TASK
Set down the data again word for word. Skip any pictures.

(Extracted data entries)
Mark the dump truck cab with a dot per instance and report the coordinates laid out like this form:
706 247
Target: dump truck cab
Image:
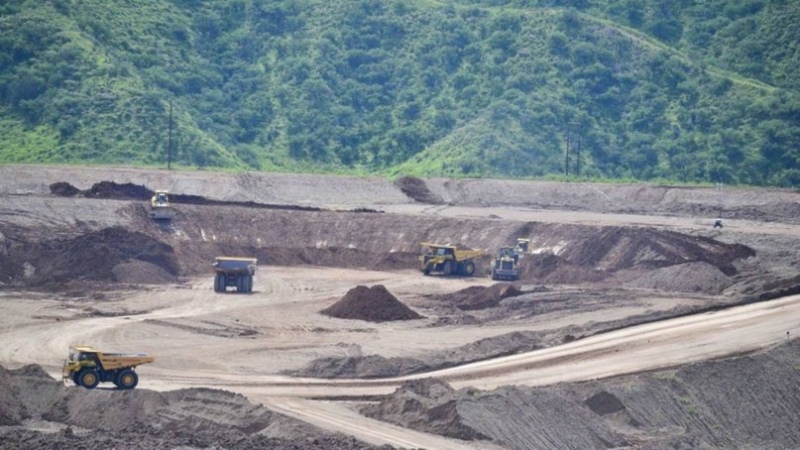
160 207
522 246
234 271
87 366
506 264
447 260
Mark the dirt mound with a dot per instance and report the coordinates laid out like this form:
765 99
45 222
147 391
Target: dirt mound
617 248
416 189
111 254
373 304
186 418
64 189
110 189
480 297
372 366
740 402
427 405
604 403
696 277
376 366
141 272
550 268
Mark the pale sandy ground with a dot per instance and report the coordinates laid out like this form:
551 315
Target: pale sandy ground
241 343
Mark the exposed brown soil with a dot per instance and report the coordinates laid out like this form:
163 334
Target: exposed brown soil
373 304
416 189
480 297
110 254
428 405
719 404
78 252
195 418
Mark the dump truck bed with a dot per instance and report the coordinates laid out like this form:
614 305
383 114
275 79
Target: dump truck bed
235 265
111 361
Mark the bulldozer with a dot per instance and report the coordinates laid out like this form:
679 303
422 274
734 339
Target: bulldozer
447 260
234 271
87 366
506 264
160 206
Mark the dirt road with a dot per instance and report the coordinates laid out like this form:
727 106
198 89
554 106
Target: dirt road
239 343
614 260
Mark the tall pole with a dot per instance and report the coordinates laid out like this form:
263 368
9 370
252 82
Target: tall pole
566 156
169 139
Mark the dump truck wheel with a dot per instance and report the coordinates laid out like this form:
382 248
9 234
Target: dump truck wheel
447 268
89 378
127 379
469 268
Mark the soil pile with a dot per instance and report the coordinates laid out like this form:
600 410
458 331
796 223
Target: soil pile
372 366
64 189
692 407
428 405
416 189
111 254
187 418
550 268
617 248
480 297
696 277
112 190
373 304
376 366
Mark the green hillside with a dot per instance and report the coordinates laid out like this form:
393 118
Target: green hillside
686 91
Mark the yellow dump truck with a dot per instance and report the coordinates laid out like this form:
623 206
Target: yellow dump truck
88 367
234 271
447 259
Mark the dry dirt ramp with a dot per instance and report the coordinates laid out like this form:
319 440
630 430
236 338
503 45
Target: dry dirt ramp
742 402
188 418
111 254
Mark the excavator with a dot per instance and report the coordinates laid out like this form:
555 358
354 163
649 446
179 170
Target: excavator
160 207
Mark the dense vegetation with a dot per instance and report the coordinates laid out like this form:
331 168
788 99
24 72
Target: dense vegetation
685 90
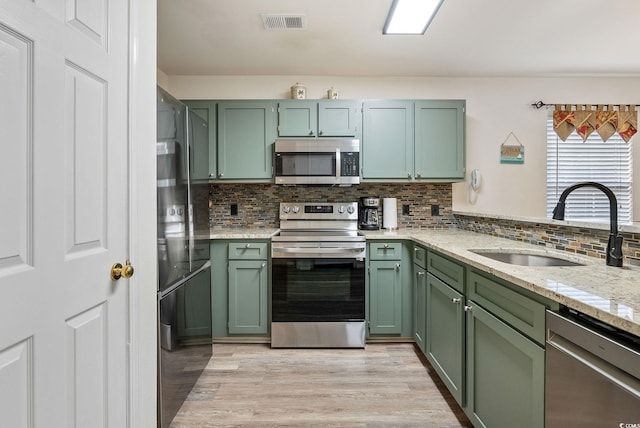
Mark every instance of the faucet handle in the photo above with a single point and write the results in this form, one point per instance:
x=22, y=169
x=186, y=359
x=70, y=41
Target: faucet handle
x=614, y=255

EXERCISE RESPONSE
Mark the dump truck cab with a dot per instance and report the coordinates laid out like this form:
706 247
Target: dump truck cab
Image:
160 207
522 246
234 271
87 366
506 264
447 260
Mark the dirt mound with a dot per instance and report the coordinates laid out like this form:
765 99
45 222
147 391
Target: dirt mound
617 248
416 189
111 254
373 304
186 418
64 189
110 189
480 297
372 366
740 402
427 405
604 403
696 277
376 366
141 272
550 268
Mark the pale sandy ground with a dot per instance and report the coordinates laid out like this form:
551 315
Target: pale sandy ground
241 343
Mark the exposed brown soil with a dot per instance and report the coordinates laid out like this form:
163 334
Target: exposed brown soil
373 304
416 189
480 297
110 254
428 405
719 404
78 252
195 418
Mark the dump truck bed with a dot per instance and report the coordinates laid out like this form:
614 305
383 114
275 79
Target: dump truck bed
235 265
111 361
Mark the bulldozer with a dot per instance and report the coordinates laid out like this form:
679 303
422 274
734 339
Target: bulldozer
447 260
234 271
87 366
506 264
160 206
Mark the dirt road with a dot per instance and report the coordinates laid out like this form:
727 106
198 89
554 106
Target: dirt road
239 343
614 260
Mark the tall pole with a dot per instance and report the coordinates laid out like this form:
263 368
9 370
252 82
Target: tall pole
566 156
169 139
Mark the dump truck wheel with a dot per instance and report the coordinates laid out like this form:
382 248
9 234
Target: dump truck wheel
447 268
89 378
127 379
469 268
Mark the soil pile with a dot per instance and report the coordinates laid out like this form:
600 410
458 331
796 223
Target: soil pile
372 366
64 189
692 407
428 405
416 189
111 254
187 418
550 268
617 248
480 297
696 277
112 190
373 304
376 366
Mark the green hillside with a dot per instance and report the coordinates laid out like this form:
393 118
Target: green hillside
686 91
Mark the yellow dump truck with a dot per instance and report the coordinates laid out like this form:
623 206
Target: yellow dump truck
88 367
234 271
447 259
Mark the dry dirt ramp with a dot per instance and report the coordinates laid out like this form:
319 440
630 430
236 338
503 45
Target: dry dirt ramp
742 402
188 418
111 254
Mark the excavator with a dot per instance and report the coordinates laid out like this form:
555 358
354 163
649 446
179 170
Target: excavator
160 207
Mark the dense vegetation with a dot per instance and report the coordinates laid out like this form:
331 168
788 99
24 72
Target: dense vegetation
685 90
Mark every instance of the faucet handle in the photo above with a single point and write the results in this form, one point per instance:
x=22, y=169
x=186, y=359
x=70, y=41
Target: faucet handle
x=614, y=255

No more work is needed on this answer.